◆ Task description ◆
Rewrite the lines of the entries below, from the line containing "pair like [143,123]." through the end of the entries, both included, as a Markdown table with the columns Row and Line, leaving out blank lines.

****

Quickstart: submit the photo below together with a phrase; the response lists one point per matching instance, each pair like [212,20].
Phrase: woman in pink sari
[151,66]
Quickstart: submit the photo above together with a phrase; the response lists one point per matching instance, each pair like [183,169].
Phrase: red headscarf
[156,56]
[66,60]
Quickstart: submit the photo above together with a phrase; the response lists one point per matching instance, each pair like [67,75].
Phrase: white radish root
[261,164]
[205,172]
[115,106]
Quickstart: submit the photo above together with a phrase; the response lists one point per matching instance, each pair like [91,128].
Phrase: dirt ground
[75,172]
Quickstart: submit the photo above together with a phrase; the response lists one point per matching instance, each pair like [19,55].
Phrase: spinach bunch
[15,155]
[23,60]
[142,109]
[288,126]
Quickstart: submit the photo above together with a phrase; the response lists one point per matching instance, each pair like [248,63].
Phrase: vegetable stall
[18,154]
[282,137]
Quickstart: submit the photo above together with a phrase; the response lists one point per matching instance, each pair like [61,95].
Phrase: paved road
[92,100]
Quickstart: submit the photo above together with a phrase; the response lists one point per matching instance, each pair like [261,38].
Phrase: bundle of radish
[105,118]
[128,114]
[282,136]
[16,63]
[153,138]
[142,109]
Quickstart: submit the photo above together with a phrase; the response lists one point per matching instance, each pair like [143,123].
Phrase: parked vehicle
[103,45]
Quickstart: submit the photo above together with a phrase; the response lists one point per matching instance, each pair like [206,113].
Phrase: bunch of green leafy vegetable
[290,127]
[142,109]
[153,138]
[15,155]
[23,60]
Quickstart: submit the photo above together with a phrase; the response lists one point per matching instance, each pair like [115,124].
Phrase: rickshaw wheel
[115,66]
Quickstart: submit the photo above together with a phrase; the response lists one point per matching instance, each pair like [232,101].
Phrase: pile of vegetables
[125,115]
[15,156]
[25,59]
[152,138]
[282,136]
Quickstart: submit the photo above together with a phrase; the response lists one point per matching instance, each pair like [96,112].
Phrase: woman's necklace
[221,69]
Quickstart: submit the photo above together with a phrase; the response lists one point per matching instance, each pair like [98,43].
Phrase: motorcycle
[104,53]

****

◆ Correct answer ◆
| Row | Line |
|---|---|
| 1 | Quickstart: submit the photo above together with a phrase; the response lists one point per matching instance, each pair like [143,123]. |
| 2 | Phrase: parked vehicle |
| 3 | [103,45] |
| 4 | Quickstart: submit the photo above together with a phrase; the response lists one point per matching instance, each pair like [206,113]. |
| 5 | Phrase: bunch of green leafy vegetable |
| 6 | [290,127] |
| 7 | [142,109] |
| 8 | [153,138] |
| 9 | [15,155] |
| 10 | [23,60] |
| 11 | Quickstart: submit the photo above together with a phrase; the response lists one point per matching instance, each pair like [115,124]. |
| 12 | Phrase: rickshaw wheel |
| 13 | [115,66] |
| 14 | Quickstart: submit the photo above together with a phrase; the response lists one point per matching instance, each pair like [232,101]. |
| 15 | Phrase: pile of vegetables |
| 16 | [125,115] |
| 17 | [15,156] |
| 18 | [25,59] |
| 19 | [152,138] |
| 20 | [282,136] |
| 21 | Quickstart: submit the photo above together with a phrase; the response lists one point per matching instance, each pair like [96,112]. |
| 22 | Phrase: woman's necklace |
| 23 | [221,69] |
| 24 | Quickstart: submit the photo above together with a phrase; the response lists one point per matching instance, each pair like [98,43]. |
| 25 | Phrase: motorcycle |
| 26 | [104,53] |